Records to use section start

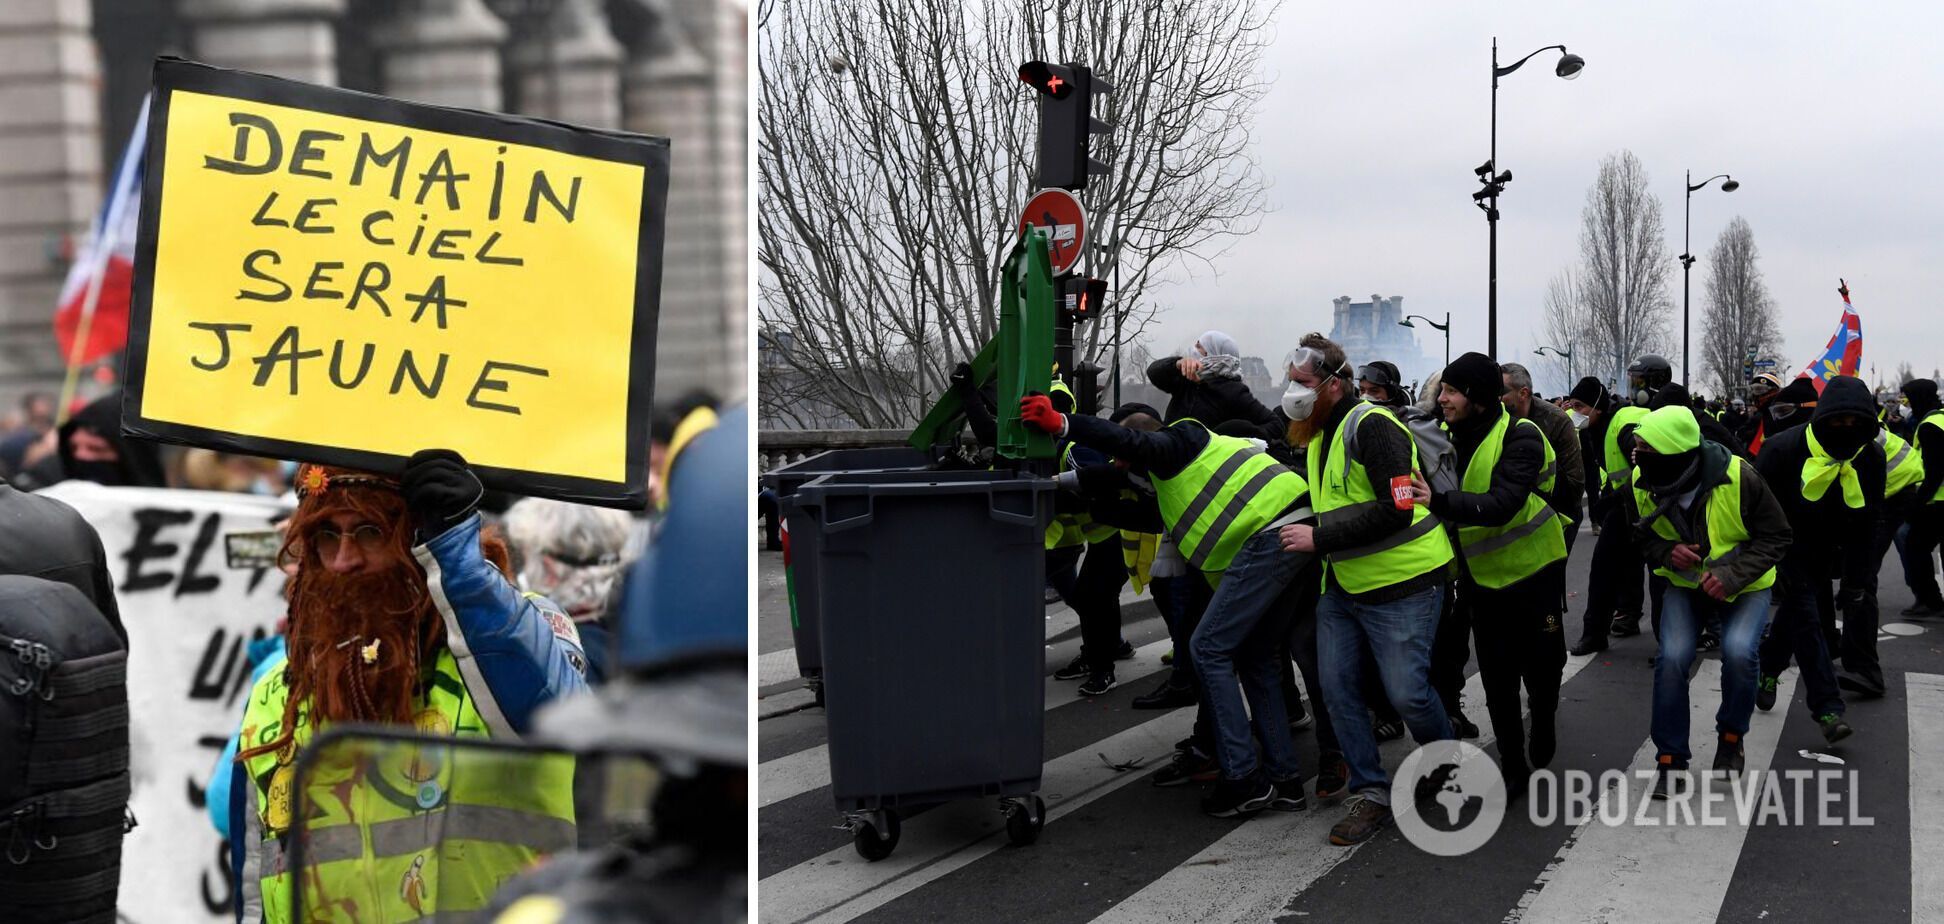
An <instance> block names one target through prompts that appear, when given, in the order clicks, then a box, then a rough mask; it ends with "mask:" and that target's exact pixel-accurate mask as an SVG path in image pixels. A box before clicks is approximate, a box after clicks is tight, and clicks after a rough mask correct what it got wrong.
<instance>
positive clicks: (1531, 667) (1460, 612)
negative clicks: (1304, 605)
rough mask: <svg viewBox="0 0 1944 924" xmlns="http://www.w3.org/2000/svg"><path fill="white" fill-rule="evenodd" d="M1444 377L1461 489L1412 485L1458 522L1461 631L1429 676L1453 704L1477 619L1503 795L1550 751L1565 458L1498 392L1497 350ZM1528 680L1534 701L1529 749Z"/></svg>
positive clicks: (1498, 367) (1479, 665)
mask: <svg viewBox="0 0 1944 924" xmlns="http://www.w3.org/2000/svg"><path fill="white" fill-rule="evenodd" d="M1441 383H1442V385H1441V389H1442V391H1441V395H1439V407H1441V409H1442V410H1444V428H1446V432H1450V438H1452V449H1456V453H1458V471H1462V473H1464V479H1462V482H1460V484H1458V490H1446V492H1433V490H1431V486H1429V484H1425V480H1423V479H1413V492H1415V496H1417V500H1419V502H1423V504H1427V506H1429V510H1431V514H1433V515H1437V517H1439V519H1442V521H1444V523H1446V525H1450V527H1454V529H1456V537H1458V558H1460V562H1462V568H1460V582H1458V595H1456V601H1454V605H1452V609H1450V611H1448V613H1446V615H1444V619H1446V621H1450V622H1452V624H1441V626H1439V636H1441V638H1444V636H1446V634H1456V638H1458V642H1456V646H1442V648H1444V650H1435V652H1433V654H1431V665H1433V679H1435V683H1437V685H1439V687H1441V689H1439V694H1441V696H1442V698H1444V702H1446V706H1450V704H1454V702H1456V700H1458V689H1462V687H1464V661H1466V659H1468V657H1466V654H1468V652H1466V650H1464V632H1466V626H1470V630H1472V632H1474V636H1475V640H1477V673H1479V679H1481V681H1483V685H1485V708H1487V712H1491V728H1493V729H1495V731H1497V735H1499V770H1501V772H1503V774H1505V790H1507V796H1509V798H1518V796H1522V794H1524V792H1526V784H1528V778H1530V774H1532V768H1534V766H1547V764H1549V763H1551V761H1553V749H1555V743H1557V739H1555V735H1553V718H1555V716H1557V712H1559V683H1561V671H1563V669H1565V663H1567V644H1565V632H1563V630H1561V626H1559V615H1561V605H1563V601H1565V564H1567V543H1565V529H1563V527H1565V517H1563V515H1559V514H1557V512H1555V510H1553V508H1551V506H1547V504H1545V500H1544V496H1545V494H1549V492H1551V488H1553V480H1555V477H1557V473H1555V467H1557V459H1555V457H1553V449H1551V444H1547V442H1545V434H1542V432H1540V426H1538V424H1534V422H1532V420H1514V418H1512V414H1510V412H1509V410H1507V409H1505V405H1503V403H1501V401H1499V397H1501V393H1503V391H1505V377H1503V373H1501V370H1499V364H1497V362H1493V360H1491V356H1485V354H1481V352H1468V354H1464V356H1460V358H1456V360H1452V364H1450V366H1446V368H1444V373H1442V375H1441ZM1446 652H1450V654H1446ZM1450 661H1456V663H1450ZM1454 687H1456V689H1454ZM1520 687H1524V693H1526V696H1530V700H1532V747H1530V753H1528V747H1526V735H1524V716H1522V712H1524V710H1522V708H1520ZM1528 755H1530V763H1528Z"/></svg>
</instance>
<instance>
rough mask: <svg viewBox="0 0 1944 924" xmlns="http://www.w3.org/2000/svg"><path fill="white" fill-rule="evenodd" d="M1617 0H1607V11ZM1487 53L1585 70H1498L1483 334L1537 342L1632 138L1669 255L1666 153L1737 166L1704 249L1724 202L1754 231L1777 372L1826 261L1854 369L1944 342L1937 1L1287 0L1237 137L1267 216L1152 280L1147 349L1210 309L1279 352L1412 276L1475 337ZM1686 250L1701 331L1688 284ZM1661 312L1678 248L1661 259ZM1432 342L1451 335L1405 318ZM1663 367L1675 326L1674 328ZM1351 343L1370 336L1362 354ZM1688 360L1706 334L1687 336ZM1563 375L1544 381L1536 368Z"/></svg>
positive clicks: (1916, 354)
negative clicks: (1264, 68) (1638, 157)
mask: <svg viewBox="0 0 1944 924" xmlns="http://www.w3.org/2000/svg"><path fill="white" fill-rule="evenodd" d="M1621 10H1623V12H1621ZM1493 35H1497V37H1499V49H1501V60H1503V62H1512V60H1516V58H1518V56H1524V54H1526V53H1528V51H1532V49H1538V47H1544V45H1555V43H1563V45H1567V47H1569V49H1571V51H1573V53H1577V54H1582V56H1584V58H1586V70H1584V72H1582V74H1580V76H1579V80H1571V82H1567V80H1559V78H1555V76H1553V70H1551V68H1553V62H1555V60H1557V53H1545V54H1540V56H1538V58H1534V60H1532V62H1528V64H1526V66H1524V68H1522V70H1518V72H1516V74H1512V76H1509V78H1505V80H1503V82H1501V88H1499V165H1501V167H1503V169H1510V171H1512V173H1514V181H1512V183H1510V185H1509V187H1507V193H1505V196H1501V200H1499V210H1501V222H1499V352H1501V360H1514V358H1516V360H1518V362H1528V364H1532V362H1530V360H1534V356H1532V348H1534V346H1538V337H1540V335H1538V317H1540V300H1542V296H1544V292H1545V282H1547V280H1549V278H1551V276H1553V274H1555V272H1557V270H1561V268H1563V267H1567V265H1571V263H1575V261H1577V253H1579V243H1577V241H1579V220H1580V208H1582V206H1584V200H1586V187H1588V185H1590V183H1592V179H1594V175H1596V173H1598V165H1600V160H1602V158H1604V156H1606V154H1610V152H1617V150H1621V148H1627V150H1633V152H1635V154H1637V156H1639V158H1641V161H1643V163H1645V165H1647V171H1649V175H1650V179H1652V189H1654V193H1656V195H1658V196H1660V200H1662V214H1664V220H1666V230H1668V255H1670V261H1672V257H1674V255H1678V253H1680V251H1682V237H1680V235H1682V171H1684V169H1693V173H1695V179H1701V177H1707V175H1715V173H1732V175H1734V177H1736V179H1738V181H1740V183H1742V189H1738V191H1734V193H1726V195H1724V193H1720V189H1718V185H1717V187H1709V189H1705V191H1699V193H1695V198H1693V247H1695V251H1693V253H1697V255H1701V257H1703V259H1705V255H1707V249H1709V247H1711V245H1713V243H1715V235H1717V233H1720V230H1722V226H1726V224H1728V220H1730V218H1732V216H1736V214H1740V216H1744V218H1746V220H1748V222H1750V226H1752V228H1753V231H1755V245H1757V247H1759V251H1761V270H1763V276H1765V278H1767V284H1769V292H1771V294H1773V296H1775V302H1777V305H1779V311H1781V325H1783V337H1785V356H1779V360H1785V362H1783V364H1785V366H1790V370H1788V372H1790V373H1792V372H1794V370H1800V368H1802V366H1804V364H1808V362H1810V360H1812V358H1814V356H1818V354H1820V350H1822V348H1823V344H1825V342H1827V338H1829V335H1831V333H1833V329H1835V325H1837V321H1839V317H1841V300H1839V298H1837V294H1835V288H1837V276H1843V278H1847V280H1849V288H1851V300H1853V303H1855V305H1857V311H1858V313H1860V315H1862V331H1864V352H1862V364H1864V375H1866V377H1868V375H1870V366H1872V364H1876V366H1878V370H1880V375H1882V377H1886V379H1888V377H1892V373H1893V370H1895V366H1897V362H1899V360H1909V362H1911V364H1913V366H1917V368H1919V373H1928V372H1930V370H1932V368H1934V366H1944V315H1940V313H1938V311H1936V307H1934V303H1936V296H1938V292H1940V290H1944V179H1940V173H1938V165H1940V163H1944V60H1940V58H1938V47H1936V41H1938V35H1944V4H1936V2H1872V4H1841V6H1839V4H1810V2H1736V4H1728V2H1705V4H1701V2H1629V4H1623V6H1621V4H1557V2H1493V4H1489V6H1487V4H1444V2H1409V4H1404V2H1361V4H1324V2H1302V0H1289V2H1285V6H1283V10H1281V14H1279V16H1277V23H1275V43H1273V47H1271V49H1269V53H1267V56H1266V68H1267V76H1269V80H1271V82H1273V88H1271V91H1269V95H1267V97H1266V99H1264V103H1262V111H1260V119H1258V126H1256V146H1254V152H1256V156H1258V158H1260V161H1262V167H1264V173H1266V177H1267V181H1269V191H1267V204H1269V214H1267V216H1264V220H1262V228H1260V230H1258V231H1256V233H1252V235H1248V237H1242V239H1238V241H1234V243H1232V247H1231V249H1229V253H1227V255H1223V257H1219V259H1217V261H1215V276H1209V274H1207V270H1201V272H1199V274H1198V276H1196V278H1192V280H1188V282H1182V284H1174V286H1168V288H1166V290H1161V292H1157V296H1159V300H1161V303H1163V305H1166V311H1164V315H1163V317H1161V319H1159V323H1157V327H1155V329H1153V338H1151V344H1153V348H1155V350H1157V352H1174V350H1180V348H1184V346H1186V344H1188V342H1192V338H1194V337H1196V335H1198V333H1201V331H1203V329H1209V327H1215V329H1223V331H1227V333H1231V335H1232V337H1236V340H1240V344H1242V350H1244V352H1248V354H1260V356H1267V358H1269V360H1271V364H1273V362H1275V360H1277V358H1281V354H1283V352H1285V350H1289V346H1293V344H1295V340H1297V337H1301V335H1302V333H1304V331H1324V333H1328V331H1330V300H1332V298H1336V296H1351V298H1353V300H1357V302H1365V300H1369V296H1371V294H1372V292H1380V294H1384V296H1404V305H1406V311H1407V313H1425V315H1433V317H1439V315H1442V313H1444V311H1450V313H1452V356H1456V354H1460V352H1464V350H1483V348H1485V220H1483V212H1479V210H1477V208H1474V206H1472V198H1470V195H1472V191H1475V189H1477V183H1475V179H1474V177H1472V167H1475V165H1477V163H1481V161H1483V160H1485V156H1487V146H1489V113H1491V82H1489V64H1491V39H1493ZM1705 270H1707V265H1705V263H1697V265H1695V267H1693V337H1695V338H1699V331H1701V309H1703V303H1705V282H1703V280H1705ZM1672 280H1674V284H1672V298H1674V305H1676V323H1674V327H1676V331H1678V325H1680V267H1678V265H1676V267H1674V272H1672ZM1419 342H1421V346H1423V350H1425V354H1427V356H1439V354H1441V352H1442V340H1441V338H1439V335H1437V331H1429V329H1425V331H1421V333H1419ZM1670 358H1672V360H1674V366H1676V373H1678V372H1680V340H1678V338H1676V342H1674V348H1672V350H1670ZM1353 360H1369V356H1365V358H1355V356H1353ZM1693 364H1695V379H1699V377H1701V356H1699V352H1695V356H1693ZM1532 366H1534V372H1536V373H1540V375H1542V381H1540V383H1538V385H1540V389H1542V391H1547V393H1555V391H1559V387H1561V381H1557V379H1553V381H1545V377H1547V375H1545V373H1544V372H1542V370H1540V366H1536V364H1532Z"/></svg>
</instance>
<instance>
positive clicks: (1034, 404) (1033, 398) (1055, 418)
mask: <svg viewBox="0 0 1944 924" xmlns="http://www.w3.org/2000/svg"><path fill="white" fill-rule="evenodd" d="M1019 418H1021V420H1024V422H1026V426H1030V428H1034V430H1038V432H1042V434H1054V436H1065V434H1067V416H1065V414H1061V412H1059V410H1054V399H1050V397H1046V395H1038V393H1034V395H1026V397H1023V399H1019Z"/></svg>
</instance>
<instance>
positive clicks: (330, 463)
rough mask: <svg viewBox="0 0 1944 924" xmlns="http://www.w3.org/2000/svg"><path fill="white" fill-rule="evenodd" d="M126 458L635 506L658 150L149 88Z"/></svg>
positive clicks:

Records to use section end

Task prompt: Change every occurrence of "rough mask" to "coarse mask" in the rows, starting at the beginning of the rows and ending at the line containing "positive clicks: (1498, 367) (1479, 665)", with all else left as it is. Reproduce only those lines, and leave the pictures out.

Exercise output:
An <instance> block names one target through prompts that appear, when given, in the order clicks, then a box, then a coarse mask; it ends with "mask:" and that target's exact pixel-accurate mask as an SVG path in image pixels. A box before clicks is approximate, a box after clicks is tight, and clicks after a coarse mask correct what it got wrong.
<instance>
positive clicks: (1531, 667) (1460, 612)
negative clicks: (1304, 605)
coarse mask: <svg viewBox="0 0 1944 924" xmlns="http://www.w3.org/2000/svg"><path fill="white" fill-rule="evenodd" d="M1444 377L1461 489L1412 485L1458 522L1461 631L1429 676L1453 704L1477 619L1503 795L1550 751L1565 458L1498 392L1497 350ZM1528 680L1534 701L1529 749Z"/></svg>
positive clicks: (1498, 367) (1479, 665)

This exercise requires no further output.